La difícil tarea de escuchar

La difícil tarea de escuchar
ABCD, 17 de octubre
Una vieja carpeta a punto de reventar conserva todavía la amplia colección de artículos publicados hace doce años con motivo de la apertura del Teatro Real. La gestación del proyecto había sido larga y llena de vericuetos, las anécdotas y chascarrillos brotaban como un géiser, y cualquiera se sentía con capacidad para determinar la manera en la que debía gestionarse.

Entre lo más significativo destaca la opinión de aquellos que reflexionaban sobre el futuro añadiendo una idea novedosa y sorprendente: había que educar al público. ¿Por qué?, preguntamos algunos en silencio. La ópera en Madrid parecía un género consolidado más allá de repertorio convencional. El Teatro de la Zarzuela contaba con una audiencia fiel y, desde allí, alguien como José Antonio Campos había demostrado que los espectadores veían con agrado el repertorio habitual y admitían experiencias menos convencionales. Hacía tiempo que Kiu, de Luis de Pablo, había dado pie a otros compositores a iniciar la aventura operística. El género estaba de moda.

Ensalada de difícil aliño. Todo ello se puede comprobar sin abrir la carpeta. La recién estrenada hemeroteca internaútica de ABC facilita la información sobre cualquiera de las novedades: «Hace sólo unos años habría sido impensable… varios minutos de ovaciones… éxito completo… Berg llega a cualquier persona sensible al margen de lo ajena que pueda verse con respecto a estas corrientes», escribía Antonio Fernández-Cid alrededor del estreno madrileño de Lulú, en tres actos, el 19 de marzo de 1988.

Cualquier iniciado habrá averiguado que el exordio viene a colación del reciente reestreno madrileño de esta ópera y el tan cacareado abandono de un significativo número de «indignados» espectadores cuyas razones son algo difuso. ¿Les ofendió una música que es del tiempo de nuestros abuelos?, ¿asustó el poder magnético de la mujer serpiente y sus dramáticas consecuencias?, ¿quizá no gustó la interpretación de un reparto que para sí quisieran muchos teatros?, ¿o la dirección musical de un maestro al que Madrid ya ha escuchado y demostrado su admiración?, ¿la congelada escenografía realizada a partir de una estética minimalista que puede ser muchas cosas menos algo moderno?, ¿la dirección escénica de un teatro trabajado con minuciosidad?

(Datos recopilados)

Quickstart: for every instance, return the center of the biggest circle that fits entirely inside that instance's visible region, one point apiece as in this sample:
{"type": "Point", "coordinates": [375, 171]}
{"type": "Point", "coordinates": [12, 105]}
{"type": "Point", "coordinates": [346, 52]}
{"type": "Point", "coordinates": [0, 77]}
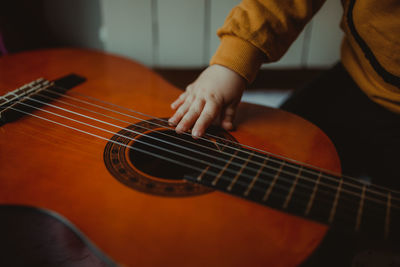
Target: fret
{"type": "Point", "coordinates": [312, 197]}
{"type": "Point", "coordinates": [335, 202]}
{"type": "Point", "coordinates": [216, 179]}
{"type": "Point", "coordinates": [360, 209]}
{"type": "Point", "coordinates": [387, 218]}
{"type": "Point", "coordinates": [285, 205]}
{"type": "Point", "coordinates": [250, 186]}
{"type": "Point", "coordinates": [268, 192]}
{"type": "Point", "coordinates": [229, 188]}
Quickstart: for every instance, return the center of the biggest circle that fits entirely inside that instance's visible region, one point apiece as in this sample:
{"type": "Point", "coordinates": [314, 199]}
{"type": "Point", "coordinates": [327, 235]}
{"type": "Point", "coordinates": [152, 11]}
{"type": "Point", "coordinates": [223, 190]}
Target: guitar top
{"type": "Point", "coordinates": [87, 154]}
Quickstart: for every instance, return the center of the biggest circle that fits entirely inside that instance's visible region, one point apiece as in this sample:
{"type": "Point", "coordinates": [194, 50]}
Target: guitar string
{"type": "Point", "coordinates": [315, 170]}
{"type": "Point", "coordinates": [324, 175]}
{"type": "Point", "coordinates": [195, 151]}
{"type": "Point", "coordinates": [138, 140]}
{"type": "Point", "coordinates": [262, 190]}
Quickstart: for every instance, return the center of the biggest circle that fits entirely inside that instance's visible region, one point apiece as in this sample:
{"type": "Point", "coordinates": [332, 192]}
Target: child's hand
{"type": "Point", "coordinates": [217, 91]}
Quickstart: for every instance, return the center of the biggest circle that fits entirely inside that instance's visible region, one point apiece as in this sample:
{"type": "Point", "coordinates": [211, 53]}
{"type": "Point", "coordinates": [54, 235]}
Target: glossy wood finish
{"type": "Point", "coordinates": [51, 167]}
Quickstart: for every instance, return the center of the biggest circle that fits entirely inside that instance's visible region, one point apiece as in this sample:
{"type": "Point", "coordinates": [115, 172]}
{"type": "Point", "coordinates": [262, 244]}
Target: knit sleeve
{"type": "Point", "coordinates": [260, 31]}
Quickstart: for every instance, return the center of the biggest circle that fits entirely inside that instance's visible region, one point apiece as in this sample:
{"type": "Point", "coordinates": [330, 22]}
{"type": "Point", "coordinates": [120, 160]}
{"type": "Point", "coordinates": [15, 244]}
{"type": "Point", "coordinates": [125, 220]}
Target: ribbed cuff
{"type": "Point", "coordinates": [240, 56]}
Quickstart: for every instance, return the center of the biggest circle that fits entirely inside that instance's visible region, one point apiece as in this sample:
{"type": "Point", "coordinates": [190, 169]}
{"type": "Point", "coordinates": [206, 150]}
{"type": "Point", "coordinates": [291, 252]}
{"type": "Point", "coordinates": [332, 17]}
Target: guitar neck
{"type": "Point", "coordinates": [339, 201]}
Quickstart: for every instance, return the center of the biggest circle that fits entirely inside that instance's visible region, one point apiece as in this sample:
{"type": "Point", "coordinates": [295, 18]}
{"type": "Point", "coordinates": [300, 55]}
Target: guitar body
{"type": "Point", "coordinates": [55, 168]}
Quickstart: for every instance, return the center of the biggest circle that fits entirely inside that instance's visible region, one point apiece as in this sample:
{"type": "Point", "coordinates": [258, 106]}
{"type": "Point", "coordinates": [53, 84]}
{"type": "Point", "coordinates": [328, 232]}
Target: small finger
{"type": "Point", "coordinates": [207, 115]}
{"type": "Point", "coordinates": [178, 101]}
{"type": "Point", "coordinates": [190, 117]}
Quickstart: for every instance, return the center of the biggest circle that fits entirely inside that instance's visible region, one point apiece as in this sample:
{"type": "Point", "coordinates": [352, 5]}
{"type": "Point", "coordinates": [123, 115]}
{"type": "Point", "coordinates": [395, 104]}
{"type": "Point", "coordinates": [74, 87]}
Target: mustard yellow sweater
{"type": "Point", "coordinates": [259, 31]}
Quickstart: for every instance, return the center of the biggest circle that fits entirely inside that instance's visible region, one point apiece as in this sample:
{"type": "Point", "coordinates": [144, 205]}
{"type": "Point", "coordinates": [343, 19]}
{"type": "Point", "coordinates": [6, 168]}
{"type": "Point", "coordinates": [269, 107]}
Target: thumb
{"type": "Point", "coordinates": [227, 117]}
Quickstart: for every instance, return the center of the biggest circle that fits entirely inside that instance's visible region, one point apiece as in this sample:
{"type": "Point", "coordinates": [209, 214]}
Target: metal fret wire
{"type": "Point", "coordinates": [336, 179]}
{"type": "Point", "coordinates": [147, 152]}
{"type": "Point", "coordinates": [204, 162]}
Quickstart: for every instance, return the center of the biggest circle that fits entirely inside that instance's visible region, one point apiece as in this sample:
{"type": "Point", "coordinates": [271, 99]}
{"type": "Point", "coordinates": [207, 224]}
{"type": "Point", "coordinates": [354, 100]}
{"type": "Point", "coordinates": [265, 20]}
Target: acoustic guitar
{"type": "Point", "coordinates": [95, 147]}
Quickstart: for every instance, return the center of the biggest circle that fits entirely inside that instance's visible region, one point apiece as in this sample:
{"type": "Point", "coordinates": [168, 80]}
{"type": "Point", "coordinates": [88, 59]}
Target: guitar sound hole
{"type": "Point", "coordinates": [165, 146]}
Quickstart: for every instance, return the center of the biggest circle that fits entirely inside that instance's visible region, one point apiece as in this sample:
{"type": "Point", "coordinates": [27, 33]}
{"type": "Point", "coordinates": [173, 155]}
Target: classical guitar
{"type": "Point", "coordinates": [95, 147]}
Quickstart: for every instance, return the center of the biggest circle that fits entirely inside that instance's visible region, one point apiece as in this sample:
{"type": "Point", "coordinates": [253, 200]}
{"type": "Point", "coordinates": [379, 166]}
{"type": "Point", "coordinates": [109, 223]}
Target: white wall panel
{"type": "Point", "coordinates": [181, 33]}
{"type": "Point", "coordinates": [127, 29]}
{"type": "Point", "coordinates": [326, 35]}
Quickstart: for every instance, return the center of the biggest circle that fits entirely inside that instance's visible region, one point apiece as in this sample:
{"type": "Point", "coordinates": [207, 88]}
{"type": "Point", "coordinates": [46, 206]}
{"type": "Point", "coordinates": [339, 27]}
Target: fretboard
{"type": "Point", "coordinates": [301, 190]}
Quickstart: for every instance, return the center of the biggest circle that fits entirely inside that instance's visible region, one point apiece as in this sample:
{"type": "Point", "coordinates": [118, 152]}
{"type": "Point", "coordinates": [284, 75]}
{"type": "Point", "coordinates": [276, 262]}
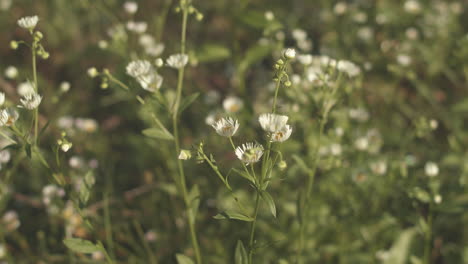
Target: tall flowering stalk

> Requisitos del ejercicio
Convierte en una lista breve el párrafo del fragmento que comienza «Entre lo más significativo destaca», sin perder sus datos principales.

> Resultado
- Entre las opiniones sobre el futuro del teatro, destacaba una idea novedosa y sorprendente: había que educar al público.
- Algunos se preguntaban en silencio por qué.
- La ópera en Madrid parecía un género consolidado más allá del repertorio convencional.
- El Teatro de la Zarzuela contaba con una audiencia fiel.
- Desde allí, José Antonio Campos había demostrado que los espectadores aceptaban con agrado el repertorio habitual y también experiencias menos convencionales.
- Hacía tiempo que *Kiu*, de Luis de Pablo, había animado a otros compositores a lanzarse a la ópera.
- El género estaba de moda.